#### ОТРЫВОК ИЗ ДОКУМЕНТА
1. В изначальном, собственном смысле слова человеческая жизнь — это жизнь каждого, рассмотренная изнутри самой себя. Иначе говоря, это моя, и только моя, личная жизнь.

2. Суть ее в том, что человек, не зная как и почему, под угрозой неминуемой гибели всегда обречен что-то делать в определенных обстоятельствах. Я называю это связью жизни и обстоятельств, поскольку человек всегда их учитывает.

3. Обстоятельства постоянно предлагают нам разные варианты возможных действий, а значит, и бытия, обрекая человека на свободу. Мы насильно свободны. Вот почему жизнь — всегда перекресток многих дорог, замешательство, сомнение. Мы ежесекундно должны выбирать, кем будем в следующий миг: тем, кто делает что-то одно, или же тем, кто делает что-то другое. Стало быть, каждый снова и снова выбирает свое дело, свое бытие.

4. Жизнь непередаваема. Никто не в силах меня заменить в выборе личного дела. А это подразумевает личное страдание, поскольку я сам принимаю причиняемую мне извне боль. Моя жизнь — постоянная и неизбежная ответственность перед самим собой. Все, что я делаю, а следовательно, думаю, чувствую, желаю, должно иметь смысл, причем смысл исключительно положительный, для меня самого.

Перечисленные важнейшие признаки позволяют сказать, что жизнь всегда имеет личный и связанный с обстоятельствами характер, она непередаваема и ответственна.

…Тело человека — богатейшее «поле экспрессии», наивысшая выразительность.

К примеру, на вас смотрит «Другой». Глаза — «окна души» — говорят о другом человеке гораздо больше, чем что бы то ни было, поскольку они представляют акты, исходящие изнутри. Мы видим, на что человек смотрит и как он это делает. Взгляд не просто исходит изнутри, он позволяет судить о своей глубине. Именно поэтому для влюбленного нет ничего приятнее первого взгляда возлюбленной. Однако надо быть начеку. Если бы мужчины умели измерять глубину женского взора, многих мучительных ошибок удалось бы избежать.
########
ЗАДАНИЕ A:
Ответьте на вопросы по отрывку:
(i) Как в отрывке названо то, что человек всегда учитывает обстоятельства?
(ii) Какие признаки жизни перечислены в абзаце, который подводит итог четырем пунктам?
(iii) Как в отрывке называют глаза?
Отрывок и строки никак не связаны друг с другом.
#### СТРОКИ ДЛЯ ОБРАБОТКИ
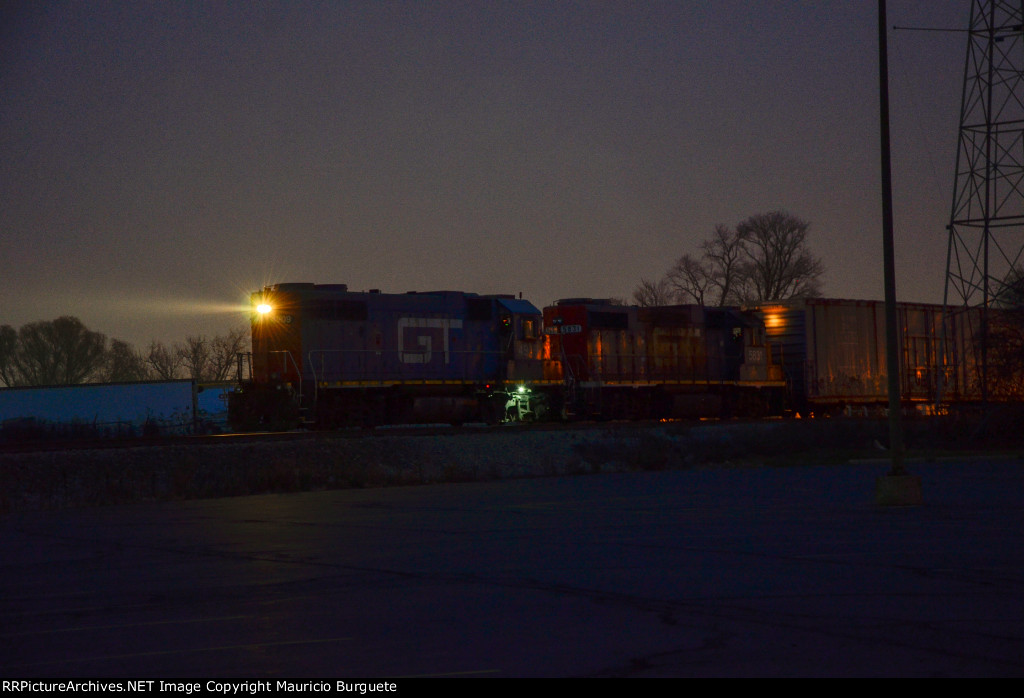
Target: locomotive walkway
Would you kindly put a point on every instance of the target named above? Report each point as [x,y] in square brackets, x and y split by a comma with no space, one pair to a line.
[785,571]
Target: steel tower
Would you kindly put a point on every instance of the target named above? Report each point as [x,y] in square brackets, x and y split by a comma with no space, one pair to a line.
[986,223]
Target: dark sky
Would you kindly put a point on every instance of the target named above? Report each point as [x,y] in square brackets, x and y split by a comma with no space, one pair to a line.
[160,160]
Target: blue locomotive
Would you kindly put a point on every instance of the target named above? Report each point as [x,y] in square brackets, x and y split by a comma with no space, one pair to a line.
[326,356]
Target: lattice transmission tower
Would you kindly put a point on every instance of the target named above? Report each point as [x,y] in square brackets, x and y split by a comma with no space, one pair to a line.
[986,223]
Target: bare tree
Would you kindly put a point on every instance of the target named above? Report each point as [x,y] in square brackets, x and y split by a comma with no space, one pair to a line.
[725,257]
[124,363]
[777,261]
[652,293]
[56,352]
[690,279]
[223,350]
[195,355]
[766,258]
[8,349]
[165,363]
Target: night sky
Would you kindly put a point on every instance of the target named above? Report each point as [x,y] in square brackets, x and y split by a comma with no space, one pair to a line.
[161,160]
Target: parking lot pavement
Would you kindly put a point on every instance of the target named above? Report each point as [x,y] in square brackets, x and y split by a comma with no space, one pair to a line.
[756,571]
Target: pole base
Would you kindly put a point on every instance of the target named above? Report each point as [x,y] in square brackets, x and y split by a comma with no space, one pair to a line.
[898,490]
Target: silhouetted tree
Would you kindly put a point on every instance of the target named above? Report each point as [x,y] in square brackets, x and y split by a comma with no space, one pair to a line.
########
ЗАДАНИЕ B: Преобразуйте в нумерованный список строки разметки от строки с «Target: parking lot pavement» до конца строк, включая обе границы. Пустые строки пропустите.

ОЖИДАЕМЫЙ ОТВЕТ A:
(i) Связью жизни и обстоятельств.
(ii) Жизнь имеет личный и связанный с обстоятельствами характер, она непередаваема и ответственна.
(iii) «Окна души».

ОЖИДАЕМЫЙ ОТВЕТ B:
1. Target: parking lot pavement
2. Would you kindly put a point on every instance of the target named above? Report each point as [x,y] in square brackets, x and y split by a comma with no space, one pair to a line.
3. [756,571]
4. Target: pole base
5. Would you kindly put a point on every instance of the target named above? Report each point as [x,y] in square brackets, x and y split by a comma with no space, one pair to a line.
6. [898,490]
7. Target: silhouetted tree
8. Would you kindly put a point on every instance of the target named above? Report each point as [x,y] in square brackets, x and y split by a comma with no space, one pair to a line.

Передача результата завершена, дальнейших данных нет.